[GIVEN REQUEST]: Below are some records; retype all of them exactly.

━━━━━━━━━━━━━━━━━━━━━━━━━━━━━━

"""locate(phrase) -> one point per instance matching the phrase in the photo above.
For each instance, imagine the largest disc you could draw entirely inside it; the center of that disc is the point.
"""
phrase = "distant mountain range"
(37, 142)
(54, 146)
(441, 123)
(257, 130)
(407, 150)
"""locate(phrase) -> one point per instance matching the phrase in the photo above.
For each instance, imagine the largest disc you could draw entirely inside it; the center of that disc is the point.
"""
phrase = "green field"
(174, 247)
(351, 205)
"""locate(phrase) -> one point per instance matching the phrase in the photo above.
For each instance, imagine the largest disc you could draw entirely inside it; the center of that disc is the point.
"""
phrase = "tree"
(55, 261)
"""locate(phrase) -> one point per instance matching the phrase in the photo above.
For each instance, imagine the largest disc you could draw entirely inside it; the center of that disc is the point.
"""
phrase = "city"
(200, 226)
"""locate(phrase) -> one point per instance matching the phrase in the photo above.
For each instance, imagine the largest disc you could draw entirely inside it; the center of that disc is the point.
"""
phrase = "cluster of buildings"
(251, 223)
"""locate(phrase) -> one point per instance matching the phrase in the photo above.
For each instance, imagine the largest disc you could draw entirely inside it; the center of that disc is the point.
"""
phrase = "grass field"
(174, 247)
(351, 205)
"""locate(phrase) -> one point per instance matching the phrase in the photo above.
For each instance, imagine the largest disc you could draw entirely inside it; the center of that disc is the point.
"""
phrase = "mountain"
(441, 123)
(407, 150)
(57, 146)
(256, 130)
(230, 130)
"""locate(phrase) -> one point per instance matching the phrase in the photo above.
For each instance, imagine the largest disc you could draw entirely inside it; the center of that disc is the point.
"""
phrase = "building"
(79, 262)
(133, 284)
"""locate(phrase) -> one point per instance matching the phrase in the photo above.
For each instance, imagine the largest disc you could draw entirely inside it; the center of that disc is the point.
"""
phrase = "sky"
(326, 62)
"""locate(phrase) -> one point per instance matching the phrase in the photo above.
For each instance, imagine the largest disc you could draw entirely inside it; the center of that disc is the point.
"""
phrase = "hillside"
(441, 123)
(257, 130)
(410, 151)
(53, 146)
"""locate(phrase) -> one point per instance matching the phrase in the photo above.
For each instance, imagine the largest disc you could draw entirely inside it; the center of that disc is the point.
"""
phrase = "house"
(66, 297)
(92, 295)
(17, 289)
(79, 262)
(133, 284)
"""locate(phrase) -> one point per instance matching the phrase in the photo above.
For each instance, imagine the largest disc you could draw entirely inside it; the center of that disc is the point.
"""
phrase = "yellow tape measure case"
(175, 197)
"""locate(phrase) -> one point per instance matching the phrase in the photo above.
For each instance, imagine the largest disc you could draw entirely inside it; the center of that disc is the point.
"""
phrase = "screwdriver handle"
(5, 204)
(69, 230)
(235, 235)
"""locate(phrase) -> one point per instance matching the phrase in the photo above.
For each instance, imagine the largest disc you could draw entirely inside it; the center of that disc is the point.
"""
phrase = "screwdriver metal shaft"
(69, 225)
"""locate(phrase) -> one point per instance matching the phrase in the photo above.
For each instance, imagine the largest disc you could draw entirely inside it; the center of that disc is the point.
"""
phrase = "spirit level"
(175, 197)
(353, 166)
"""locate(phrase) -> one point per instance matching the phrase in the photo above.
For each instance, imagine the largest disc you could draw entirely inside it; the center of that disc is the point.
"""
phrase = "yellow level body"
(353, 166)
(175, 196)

━━━━━━━━━━━━━━━━━━━━━━━━━━━━━━

[RESULT]:
"""locate(phrase) -> one point per instance matching the phrase in the photo above.
For each instance, imagine the largest disc you could draw entirely inside it; the center of that disc is the point.
"""
phrase = "distant mountain range"
(37, 142)
(54, 146)
(441, 123)
(257, 130)
(407, 150)
"""locate(phrase) -> one point per instance matching the phrase in the photo above.
For each instance, imagine the largest disc you could draw entirely inside it; the center of that disc is the point.
"""
phrase = "green field"
(174, 247)
(351, 205)
"""locate(phrase) -> one point per instance matching the phrase in the photo above.
For each instance, imagine the largest disc you could draw entirely inside it; the center of that disc is the point.
"""
phrase = "tree"
(55, 261)
"""locate(phrase) -> one point per instance matching the phrase in the photo above.
For each instance, imagine the largest disc you could draw entirely inside it; the center of that disc is the point.
"""
phrase = "city"
(200, 226)
"""locate(phrase) -> one point per instance matching the phrase in the photo above.
For each instance, imagine the largest disc you could draw entirely inside it; the center of that disc is the point.
"""
phrase = "cluster of buildings"
(251, 223)
"""locate(phrase) -> one point per instance matching the phrase in the photo above.
For each instance, imagine the largest disc you could draw entirely inside it; the center of that disc is the point.
"""
phrase = "grass field"
(174, 247)
(351, 205)
"""locate(phrase) -> one point per instance matching the phrase in the photo above.
For each instance, imagine the largest disc you could draw entirely inside it; the center of that disc is the point.
"""
phrase = "mountain"
(441, 123)
(407, 150)
(57, 146)
(256, 130)
(230, 130)
"""locate(phrase) -> one point per instance matching the phrase in the photo above.
For each instance, imagine the largest disc you could draw entirely inside it; the center of that disc is the point.
"""
phrase = "building"
(79, 262)
(133, 284)
"""locate(phrase) -> one point per instance matching the phrase in the photo above.
For each instance, imagine the largest disc you could draw entirely inside it; the center of that disc is the point.
"""
phrase = "sky"
(326, 62)
"""locate(phrase) -> one point per instance matching the phrase in the photo above.
For each instance, imagine the largest disc you could draw entirely inside it; the center of that disc is the point.
"""
phrase = "hillside"
(441, 123)
(257, 130)
(410, 151)
(53, 146)
"""locate(phrase) -> one point per instance matching the phrase in the photo above.
For each instance, imagine the largest disc you could draw entirely inside it; the center of that disc is the point.
"""
phrase = "house"
(66, 297)
(92, 295)
(17, 289)
(79, 262)
(133, 284)
"""locate(phrase) -> one point per instance matching the phrase in the photo above.
For each instance, imagine the largest disc you could draw entirely inside it; the center of that disc is the point.
"""
phrase = "yellow tape measure case"
(175, 197)
"""locate(phrase) -> one point per instance matching the phrase in the photo above.
For each instance, imagine the largest disc you could draw entirely inside it; the center of that disc is the point.
"""
phrase = "screwdriver handle"
(5, 204)
(69, 230)
(235, 235)
"""locate(phrase) -> one point per instance matching the phrase in the photo above.
For each instance, imagine the largest disc you could draw entirely inside it; the center of that disc is the point.
"""
phrase = "screwdriver metal shaft"
(69, 225)
"""locate(phrase) -> one point per instance matching the phrase in the photo above.
For each instance, imagine the largest disc you could draw entirely inside it; the center of that disc is the point.
"""
phrase = "spirit level"
(175, 197)
(353, 166)
"""locate(phrase) -> one point per instance matching the phrase in the photo above.
For each instance, imagine the largest disc you could draw entirely inside it; the center of that disc is the point.
"""
phrase = "yellow level body"
(353, 166)
(175, 196)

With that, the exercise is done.